- **Problem to solve**: Please write out exactly, and only, the lines from the first in the material below to the line containing "Provide one point per instance of the street curb, each", both included.

- **Records for this exercise**:
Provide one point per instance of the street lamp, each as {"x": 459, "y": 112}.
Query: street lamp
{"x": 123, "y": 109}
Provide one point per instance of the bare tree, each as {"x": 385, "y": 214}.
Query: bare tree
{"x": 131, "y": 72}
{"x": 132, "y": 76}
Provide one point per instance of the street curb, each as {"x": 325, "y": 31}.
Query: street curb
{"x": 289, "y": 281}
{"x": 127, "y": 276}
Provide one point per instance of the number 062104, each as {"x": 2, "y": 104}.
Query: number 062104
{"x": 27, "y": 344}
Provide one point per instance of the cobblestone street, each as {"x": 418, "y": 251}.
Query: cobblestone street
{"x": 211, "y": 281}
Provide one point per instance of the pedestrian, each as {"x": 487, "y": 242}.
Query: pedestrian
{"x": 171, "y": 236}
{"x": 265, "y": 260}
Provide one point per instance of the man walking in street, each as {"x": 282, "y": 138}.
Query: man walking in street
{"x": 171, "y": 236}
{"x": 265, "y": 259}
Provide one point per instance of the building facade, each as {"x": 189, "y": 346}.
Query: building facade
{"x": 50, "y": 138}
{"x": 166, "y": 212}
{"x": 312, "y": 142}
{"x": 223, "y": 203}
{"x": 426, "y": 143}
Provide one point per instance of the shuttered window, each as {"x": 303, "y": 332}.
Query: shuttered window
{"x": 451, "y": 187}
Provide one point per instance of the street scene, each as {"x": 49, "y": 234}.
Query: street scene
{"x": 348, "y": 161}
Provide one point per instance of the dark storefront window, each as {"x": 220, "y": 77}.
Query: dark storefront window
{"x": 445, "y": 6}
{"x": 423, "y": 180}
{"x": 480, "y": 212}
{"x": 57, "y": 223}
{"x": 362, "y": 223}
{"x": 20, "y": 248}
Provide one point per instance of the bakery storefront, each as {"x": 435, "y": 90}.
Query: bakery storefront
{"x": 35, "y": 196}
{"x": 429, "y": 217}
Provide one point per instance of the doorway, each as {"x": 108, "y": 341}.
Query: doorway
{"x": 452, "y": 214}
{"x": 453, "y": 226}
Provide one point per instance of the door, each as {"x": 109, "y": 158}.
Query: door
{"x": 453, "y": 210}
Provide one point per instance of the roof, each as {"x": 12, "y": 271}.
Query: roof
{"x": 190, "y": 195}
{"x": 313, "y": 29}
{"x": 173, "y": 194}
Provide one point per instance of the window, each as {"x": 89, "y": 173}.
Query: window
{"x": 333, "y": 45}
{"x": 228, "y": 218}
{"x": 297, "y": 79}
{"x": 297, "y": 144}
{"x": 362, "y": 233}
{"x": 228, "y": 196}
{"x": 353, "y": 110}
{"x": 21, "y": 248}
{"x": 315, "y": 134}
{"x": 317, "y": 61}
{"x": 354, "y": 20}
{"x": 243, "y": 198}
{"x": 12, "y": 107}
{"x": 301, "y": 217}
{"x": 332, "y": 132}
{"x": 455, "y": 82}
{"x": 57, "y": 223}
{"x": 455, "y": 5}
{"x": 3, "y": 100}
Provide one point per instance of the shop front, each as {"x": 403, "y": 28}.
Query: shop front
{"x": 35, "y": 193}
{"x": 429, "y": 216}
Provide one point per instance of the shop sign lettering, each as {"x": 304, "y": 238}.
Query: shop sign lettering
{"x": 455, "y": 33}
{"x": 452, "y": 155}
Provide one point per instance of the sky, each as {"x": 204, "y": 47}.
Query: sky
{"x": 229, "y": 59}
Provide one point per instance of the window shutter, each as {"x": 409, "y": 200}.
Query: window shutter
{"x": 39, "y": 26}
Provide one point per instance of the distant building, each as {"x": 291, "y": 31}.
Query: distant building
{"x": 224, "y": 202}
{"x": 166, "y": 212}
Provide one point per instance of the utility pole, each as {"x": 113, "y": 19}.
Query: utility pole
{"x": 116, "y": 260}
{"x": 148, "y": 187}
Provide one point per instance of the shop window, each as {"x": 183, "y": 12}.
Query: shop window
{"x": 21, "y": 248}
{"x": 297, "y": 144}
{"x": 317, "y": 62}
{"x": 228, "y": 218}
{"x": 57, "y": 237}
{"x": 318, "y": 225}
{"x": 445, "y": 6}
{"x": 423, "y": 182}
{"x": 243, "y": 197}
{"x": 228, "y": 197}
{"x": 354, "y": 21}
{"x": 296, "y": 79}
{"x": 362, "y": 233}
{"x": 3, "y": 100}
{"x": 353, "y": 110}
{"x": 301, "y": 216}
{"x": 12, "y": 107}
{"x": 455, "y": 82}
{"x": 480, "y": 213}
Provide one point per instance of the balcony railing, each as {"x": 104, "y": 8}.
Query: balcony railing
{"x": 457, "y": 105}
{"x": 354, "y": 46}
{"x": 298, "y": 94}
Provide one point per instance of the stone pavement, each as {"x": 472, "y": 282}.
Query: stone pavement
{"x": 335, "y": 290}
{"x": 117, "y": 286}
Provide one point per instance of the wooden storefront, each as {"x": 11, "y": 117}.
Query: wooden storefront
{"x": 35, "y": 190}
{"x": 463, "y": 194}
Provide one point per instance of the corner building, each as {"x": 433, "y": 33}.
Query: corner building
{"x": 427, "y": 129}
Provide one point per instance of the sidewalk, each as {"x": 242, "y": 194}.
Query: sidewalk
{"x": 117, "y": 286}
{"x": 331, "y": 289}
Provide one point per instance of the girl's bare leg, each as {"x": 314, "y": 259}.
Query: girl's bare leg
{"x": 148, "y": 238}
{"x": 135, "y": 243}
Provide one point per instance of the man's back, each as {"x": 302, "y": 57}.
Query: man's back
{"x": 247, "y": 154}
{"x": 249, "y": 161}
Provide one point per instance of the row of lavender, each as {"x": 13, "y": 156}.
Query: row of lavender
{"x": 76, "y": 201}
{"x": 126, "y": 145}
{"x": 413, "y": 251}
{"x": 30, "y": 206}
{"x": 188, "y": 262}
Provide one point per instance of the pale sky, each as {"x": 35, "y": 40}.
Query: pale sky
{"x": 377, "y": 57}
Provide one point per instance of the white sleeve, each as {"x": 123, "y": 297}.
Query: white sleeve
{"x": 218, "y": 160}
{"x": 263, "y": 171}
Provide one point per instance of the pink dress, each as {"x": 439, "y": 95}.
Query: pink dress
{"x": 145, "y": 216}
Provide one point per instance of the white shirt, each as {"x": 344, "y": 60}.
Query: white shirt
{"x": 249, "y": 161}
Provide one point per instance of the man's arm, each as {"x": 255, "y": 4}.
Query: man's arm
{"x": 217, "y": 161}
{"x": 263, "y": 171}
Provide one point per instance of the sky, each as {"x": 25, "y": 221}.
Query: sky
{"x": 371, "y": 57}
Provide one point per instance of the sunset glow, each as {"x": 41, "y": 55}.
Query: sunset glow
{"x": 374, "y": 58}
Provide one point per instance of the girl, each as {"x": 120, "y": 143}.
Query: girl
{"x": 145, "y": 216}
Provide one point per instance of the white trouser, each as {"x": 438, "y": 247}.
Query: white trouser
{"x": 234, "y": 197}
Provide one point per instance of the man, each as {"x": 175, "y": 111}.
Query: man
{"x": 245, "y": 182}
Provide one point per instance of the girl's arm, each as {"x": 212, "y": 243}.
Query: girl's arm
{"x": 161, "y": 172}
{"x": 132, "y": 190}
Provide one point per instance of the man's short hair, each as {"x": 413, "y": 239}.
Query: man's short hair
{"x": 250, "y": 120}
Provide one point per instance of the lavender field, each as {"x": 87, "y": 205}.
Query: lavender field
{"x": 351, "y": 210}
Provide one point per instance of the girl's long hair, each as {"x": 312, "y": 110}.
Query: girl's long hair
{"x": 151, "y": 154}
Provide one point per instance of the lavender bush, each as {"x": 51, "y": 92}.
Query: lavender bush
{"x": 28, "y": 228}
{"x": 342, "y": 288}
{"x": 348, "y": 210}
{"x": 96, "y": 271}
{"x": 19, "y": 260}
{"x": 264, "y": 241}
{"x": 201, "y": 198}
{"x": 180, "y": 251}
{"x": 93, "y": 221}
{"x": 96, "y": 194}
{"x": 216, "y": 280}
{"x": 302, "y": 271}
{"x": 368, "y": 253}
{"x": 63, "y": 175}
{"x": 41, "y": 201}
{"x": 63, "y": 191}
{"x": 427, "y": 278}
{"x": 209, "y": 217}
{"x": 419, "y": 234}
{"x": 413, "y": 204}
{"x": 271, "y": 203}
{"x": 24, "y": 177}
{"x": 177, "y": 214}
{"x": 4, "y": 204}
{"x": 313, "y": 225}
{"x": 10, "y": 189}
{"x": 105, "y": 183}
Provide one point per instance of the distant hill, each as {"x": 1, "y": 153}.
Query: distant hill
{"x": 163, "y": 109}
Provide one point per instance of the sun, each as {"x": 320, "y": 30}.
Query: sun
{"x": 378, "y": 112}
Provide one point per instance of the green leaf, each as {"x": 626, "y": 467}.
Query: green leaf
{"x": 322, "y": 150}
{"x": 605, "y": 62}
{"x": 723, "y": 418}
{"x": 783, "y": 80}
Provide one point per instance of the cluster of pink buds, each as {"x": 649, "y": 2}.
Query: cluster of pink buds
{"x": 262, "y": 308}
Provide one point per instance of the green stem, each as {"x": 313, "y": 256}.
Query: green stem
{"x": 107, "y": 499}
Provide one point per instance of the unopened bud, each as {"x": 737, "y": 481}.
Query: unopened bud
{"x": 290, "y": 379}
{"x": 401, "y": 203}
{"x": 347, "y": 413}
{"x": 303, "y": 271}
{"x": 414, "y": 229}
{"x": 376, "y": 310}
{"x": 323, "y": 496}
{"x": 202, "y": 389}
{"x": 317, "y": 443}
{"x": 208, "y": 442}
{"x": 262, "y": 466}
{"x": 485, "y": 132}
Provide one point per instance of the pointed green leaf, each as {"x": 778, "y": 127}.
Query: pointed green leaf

- **Solution for this problem**:
Provide one point per instance of the street lamp, each as {"x": 459, "y": 112}.
Query: street lamp
{"x": 123, "y": 109}
Provide one point per instance of the bare tree, each as {"x": 385, "y": 214}.
Query: bare tree
{"x": 131, "y": 72}
{"x": 132, "y": 76}
Provide one point per instance of the street curb, each as {"x": 325, "y": 31}.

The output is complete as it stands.